• **Set exercise**
From the listing below, pick out each line that contains the string "Target", treating uppercase and lowercase as different.

• **Records to use**
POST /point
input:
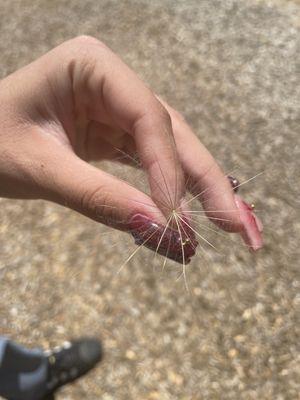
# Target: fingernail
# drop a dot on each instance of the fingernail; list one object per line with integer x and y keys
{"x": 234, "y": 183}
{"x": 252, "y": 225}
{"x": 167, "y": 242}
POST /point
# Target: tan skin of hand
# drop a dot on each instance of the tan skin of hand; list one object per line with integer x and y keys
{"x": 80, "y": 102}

==

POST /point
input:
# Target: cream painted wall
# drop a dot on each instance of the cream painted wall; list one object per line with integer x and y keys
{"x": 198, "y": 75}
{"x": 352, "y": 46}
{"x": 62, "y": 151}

• **Task answer**
# Target: fingernail
# Target: tan skin of hand
# Target: cream painted wall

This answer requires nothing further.